▶ [Problem statement] Take the material below and reproduce, word for word, only the lines from the line with "[locate] bar stool seat" through the line with "[locate] person kneeling".

-=-=-=-=-

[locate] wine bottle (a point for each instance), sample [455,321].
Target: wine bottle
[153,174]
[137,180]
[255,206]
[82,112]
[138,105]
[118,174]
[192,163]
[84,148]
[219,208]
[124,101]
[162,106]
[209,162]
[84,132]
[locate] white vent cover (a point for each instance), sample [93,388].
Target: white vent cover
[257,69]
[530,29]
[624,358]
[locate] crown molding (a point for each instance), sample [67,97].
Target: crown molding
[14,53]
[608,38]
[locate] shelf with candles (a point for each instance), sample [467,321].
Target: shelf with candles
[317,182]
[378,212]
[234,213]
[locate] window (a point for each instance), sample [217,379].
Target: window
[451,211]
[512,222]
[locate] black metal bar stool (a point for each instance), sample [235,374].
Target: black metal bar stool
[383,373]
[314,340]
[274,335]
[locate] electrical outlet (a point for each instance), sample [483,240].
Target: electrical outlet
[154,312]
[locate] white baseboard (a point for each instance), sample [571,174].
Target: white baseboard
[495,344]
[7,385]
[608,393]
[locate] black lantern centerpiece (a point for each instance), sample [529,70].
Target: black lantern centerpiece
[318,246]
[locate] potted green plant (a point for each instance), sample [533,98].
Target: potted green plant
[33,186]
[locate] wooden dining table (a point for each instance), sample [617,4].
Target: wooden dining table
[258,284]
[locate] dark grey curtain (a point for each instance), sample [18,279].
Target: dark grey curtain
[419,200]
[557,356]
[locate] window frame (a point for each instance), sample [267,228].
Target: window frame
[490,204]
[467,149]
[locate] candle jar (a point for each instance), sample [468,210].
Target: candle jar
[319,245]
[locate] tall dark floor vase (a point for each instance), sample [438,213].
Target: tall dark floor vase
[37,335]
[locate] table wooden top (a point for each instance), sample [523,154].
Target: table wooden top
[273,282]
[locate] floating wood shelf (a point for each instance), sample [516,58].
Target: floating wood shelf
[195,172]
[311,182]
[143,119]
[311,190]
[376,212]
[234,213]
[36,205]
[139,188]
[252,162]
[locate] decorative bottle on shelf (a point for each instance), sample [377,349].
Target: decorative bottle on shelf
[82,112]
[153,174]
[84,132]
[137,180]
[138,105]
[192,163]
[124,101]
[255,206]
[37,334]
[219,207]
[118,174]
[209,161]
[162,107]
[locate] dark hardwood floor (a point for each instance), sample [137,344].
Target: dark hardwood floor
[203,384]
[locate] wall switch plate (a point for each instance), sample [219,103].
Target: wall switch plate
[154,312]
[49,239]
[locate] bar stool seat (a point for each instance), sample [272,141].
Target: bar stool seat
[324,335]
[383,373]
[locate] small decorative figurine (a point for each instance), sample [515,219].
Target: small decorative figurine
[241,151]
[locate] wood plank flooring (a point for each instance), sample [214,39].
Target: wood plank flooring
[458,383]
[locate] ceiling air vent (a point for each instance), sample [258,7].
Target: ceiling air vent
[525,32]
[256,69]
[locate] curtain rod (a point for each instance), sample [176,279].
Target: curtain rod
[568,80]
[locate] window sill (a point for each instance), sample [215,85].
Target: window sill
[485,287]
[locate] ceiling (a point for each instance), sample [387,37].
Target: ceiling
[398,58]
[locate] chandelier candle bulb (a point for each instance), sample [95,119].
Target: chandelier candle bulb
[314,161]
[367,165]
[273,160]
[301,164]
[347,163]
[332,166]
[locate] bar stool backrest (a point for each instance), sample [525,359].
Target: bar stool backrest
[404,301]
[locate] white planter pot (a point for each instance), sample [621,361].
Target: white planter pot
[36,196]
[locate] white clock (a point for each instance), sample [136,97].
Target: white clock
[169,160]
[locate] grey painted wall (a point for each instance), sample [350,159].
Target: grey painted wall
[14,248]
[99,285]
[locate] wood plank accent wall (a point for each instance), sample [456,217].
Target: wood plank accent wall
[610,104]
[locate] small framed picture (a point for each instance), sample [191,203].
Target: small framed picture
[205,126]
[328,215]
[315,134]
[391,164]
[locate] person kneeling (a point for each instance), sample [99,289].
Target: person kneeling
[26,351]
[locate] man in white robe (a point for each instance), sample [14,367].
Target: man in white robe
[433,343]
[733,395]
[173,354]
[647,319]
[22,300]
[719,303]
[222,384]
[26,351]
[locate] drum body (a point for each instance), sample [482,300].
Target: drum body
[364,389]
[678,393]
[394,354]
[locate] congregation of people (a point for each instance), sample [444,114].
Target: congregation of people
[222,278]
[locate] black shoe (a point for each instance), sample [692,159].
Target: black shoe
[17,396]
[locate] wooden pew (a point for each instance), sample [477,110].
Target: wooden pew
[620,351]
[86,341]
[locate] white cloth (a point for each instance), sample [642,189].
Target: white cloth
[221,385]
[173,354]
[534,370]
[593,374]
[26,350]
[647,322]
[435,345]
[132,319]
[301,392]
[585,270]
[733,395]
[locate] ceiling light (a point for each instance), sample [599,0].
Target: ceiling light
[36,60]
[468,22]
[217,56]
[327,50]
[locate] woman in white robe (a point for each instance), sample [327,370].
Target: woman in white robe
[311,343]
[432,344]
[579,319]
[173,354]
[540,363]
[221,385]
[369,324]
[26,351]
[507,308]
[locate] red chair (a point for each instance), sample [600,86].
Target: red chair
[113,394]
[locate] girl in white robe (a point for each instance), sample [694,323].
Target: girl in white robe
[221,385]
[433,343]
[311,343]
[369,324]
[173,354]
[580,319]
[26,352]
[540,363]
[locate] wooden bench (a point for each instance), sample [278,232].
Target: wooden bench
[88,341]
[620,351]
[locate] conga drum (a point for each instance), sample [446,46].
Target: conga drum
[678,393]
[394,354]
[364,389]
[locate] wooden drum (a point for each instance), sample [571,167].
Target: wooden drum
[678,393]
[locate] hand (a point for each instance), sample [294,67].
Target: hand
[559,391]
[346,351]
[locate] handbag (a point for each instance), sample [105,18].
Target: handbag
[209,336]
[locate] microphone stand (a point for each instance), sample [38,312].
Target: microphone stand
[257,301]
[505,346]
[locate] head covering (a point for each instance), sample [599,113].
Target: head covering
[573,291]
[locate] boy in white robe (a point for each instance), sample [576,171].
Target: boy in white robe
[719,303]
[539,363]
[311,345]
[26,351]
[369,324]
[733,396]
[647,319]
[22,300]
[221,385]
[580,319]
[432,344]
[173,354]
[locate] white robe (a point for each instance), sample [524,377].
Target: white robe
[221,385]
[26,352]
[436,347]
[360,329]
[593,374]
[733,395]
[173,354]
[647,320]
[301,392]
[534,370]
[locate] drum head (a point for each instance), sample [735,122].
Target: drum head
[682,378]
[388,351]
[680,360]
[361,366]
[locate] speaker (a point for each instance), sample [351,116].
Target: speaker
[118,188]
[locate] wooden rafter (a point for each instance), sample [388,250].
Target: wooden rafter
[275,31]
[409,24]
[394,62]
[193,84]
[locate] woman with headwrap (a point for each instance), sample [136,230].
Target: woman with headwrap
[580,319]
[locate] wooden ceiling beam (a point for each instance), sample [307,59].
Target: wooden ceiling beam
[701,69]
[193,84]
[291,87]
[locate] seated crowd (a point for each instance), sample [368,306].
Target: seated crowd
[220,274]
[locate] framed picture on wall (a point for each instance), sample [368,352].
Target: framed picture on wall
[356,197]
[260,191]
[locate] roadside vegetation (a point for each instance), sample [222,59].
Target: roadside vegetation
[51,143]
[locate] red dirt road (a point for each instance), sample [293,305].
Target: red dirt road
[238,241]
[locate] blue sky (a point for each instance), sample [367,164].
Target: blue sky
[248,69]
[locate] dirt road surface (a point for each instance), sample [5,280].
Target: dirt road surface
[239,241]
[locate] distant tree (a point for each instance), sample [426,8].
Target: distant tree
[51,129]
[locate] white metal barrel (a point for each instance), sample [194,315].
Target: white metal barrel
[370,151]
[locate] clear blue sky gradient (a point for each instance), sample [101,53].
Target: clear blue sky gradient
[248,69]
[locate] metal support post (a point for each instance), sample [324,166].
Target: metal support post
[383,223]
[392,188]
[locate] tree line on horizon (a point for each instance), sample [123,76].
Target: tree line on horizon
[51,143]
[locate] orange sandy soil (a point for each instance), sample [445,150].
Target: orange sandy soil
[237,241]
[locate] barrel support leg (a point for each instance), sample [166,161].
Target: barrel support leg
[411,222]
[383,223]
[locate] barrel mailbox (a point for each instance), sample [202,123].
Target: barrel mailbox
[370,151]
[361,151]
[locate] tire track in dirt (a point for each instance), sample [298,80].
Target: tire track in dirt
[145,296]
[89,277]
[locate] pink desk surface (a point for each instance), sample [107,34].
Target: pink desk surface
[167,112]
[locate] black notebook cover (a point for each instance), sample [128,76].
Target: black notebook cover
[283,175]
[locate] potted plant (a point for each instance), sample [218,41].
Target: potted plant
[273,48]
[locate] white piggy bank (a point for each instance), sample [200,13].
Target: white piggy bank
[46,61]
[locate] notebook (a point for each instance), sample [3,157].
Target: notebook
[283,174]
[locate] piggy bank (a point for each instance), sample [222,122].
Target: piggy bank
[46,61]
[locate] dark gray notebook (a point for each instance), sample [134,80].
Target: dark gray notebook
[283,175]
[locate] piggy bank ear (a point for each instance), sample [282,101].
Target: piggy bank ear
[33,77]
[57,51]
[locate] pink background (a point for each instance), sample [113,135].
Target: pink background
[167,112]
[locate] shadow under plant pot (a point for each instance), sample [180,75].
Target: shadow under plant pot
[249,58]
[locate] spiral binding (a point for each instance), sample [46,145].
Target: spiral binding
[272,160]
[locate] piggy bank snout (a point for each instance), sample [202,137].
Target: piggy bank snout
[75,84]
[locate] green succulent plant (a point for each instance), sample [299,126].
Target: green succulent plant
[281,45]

-=-=-=-=-

▶ [Solution to this exercise]
[locate] bar stool seat (a point for each instance), sample [272,141].
Target: bar stool seat
[324,335]
[383,373]
[locate] small decorative figurine (a point for each instance), sample [515,219].
Target: small decorative figurine
[241,151]
[locate] wood plank flooring (a point for each instance), sample [214,39].
Target: wood plank flooring
[458,383]
[locate] ceiling air vent (a point for each instance), sample [258,7].
Target: ceiling air vent
[525,32]
[256,69]
[locate] curtain rod (a point for each instance), sample [176,279].
Target: curtain rod
[568,80]
[locate] window sill (a point for each instance), sample [215,85].
Target: window sill
[485,287]
[locate] ceiling (a point for each instance), sample [387,37].
Target: ceiling
[398,58]
[locate] chandelier candle bulb (a point for each instance), sample [95,119].
Target: chandelier candle bulb
[314,161]
[367,165]
[273,160]
[301,164]
[347,163]
[332,166]
[locate] bar stool backrest (a point for each instance), sample [525,359].
Target: bar stool backrest
[404,301]
[locate] white planter pot (a point for each instance), sample [621,361].
Target: white planter pot
[36,196]
[locate] white clock (a point for each instance), sample [136,97].
Target: white clock
[169,160]
[locate] grey painted wall (a point for each instance), sample [350,159].
Target: grey painted wall
[14,248]
[99,285]
[locate] wood plank accent wall (a point for each instance), sample [456,217].
Target: wood plank accent wall
[610,104]
[locate] small framed picture (a point for each instance), sample [191,203].
Target: small framed picture
[205,126]
[328,215]
[315,134]
[391,164]
[locate] person kneeling (a point for each instance), sample [99,289].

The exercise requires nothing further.